● 给定原文:
■ ■ ■

有意思的题目,同样的代码,小数据,Java是600+ms,而C++就6ms。所以大数据Java超时。估计递归一多,Java的效率明显下降。
1. 思路是从外圈往里做标记,标记活下来的cell;
2. 因为螺旋打印很熟了,所以就螺旋的从外面往里面标记;
3. 但是发现了一个问题,错误的标记了第三行第四个为'X',因为旋转的顺序,下面那个当时还没标记。
OXXOX
XOOXO
XOXOX
OXOOO
XXOXO
OXXOX
XXXXO
XXXXX
OXOOO
XXOXO
4. 想到一个方法就是多转几圈,直到'#'的数字不变,但这个方法显然不够好,在3这个bad case的极端情况下,会循环很久;
5. 看了一下网上,就是从边上开始,找到标记为'#'的cell后,开始DFS/BFS,标记相邻的'O';
class Solution {
public:
void solve(vector<vector<char>> &board) {
int m = board.size();
if (m == 0) return;
int n = board[0].size();
if (n == 0) return;
for (int i = 0; i < n; i++)
{
update(board, 0, i);
}
for (int i = 1; i < m; i++)
{
update(board, i, n-1);
}
for (int i = n-2; i >= 0; i--)
{
update(board, m-1, i);
}
for (int i = m-2; i >=1; i--)
{
update(board, i, 0);
}
for (int i = 0; i < m; i++)
{
for (int j = 0; j < n; j++)
{
if (board[i][j]=='#') board[i][j] = 'O';
else if (board[i][j] == 'O') board[i][j] = 'X';
}
}
}
void update(vector<vector<char>> &board, int i, int j)
{
if (i >= board.size() || j >= board[0].size()) return;
if (board[i][j] == 'O')
{
board[i][j] = '#';
update(board, i-1, j);
update(board, i+1, j);
update(board, i, j-1);
update(board, i, j+1);
}
}
};
第二刷
class Solution {
public:
int N;
int M;
void solve(vector<vector<char>> &board)
{
if (board.empty() || board[0].empty()) return;
N = board.size();
M = board[0].size();
for (int i = 0; i < N; i++)
for (int j = 0; j < M; j++)
{
if (i == 0 || j == 0 || i == N-1 || j == M-1)
probe(board, i, j);
}
for (int i = 0; i < N; i++)
for (int j = 0; j < M; j++)
{
if (board[i][j] != '.')
board[i][j] = 'X';
else
board[i][j] = 'O';
}
}
void probe(vector<vector<char>> &board, int i, int j)
{
if (i < 0 || i >= N) return;
if (j < 0 || j >= M) return;
if (board[i][j] != 'O') return;
board[i][j] = '.';
probe(board, i-1, j);
probe(board, i+1, j);
probe(board, i, j-1);
probe(board, i, j+1);
}
};

■ ■ ■

● 数据行:
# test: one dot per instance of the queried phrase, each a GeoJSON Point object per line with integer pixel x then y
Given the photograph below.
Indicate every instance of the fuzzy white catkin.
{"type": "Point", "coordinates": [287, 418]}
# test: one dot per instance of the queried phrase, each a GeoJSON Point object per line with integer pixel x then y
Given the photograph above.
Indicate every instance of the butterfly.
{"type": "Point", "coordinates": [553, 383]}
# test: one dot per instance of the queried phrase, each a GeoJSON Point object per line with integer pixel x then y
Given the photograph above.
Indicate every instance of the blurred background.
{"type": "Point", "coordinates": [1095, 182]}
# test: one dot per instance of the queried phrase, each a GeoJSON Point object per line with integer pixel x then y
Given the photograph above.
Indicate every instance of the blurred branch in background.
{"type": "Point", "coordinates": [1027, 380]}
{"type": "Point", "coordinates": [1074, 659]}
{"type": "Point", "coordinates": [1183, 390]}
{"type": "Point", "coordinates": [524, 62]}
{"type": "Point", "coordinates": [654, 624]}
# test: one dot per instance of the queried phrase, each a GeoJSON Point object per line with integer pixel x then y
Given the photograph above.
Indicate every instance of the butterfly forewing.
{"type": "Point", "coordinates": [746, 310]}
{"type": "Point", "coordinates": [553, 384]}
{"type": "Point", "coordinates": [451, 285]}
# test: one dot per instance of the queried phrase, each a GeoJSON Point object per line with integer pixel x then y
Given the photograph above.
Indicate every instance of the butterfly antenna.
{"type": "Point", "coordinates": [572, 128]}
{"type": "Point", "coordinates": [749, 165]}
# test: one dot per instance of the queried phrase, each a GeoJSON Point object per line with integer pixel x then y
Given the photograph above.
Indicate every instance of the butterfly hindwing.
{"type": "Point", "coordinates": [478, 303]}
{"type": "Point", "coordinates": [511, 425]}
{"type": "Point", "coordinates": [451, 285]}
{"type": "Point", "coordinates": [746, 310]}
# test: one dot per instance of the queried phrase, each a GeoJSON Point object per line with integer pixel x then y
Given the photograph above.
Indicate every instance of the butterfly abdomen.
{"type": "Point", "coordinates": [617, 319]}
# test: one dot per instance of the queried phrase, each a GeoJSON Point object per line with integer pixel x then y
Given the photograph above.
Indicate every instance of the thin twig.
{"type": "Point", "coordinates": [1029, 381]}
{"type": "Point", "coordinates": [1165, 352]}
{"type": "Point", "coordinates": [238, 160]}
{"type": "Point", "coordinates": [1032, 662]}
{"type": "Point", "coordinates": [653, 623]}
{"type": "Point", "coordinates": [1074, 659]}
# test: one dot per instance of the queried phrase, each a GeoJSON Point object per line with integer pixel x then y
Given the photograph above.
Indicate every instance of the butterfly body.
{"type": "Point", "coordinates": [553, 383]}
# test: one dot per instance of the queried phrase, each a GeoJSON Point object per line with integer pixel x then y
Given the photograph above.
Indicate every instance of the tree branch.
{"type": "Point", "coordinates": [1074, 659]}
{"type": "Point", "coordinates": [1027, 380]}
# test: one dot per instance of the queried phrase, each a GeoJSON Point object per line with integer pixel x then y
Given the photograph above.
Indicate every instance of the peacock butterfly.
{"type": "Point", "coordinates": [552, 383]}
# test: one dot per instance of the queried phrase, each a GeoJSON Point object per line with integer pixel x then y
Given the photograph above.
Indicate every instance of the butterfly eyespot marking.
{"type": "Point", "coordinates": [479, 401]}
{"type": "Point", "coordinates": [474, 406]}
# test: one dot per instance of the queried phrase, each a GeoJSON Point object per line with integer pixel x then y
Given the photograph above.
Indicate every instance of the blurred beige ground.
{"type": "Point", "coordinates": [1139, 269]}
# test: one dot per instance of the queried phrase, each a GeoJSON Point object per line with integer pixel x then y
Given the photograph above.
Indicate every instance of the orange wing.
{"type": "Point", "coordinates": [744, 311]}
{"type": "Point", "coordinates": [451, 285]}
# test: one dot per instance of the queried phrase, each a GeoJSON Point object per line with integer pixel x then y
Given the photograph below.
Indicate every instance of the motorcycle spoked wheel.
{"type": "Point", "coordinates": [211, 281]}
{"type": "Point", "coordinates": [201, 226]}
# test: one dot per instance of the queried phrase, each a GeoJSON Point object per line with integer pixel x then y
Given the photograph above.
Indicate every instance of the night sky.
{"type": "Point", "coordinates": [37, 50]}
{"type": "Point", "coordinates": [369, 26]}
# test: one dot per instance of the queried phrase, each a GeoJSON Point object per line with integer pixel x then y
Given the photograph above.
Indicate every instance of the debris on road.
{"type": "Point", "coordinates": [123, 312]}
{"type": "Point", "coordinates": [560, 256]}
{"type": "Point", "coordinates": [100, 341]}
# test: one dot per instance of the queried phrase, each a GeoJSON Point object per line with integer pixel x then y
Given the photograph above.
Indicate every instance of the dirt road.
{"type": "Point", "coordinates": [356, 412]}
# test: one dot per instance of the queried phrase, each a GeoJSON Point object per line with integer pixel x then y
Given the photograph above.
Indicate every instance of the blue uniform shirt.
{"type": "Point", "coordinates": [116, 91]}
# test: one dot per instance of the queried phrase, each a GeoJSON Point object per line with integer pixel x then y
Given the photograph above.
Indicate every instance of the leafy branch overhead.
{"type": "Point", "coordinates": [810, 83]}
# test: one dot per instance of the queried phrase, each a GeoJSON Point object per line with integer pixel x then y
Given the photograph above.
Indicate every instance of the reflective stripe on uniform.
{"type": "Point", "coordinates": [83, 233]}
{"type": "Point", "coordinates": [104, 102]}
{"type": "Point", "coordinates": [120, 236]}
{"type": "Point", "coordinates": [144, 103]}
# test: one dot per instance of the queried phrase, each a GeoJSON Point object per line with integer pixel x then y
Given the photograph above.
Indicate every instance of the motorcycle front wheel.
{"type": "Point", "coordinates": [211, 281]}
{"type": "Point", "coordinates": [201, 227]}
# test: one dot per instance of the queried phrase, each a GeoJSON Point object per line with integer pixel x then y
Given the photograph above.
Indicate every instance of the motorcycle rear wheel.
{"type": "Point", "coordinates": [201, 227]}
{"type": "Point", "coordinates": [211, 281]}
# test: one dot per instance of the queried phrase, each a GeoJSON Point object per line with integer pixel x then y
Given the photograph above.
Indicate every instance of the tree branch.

■ ■ ■

● 练习目标:
1. 从原文中含有“有意思的题目,同样的代码,小”的地方开始抄写,写到“顺序,下面那个当时还没标记。”为止。
2. 原文代码通过赋值语句向 board 的格子写入过哪些字符?请全部列出。
上述材料与原文内容并无关联。

● 参考答案:
1.
有意思的题目,同样的代码,小数据,Java是600+ms,而C++就6ms。所以大数据Java超时。估计递归一多,Java的效率明显下降。
1. 思路是从外圈往里做标记,标记活下来的cell;
2. 因为螺旋打印很熟了,所以就螺旋的从外面往里面标记;
3. 但是发现了一个问题,错误的标记了第三行第四个为'X',因为旋转的顺序,下面那个当时还没标记。

2. '#'、'O'、'X'、'.'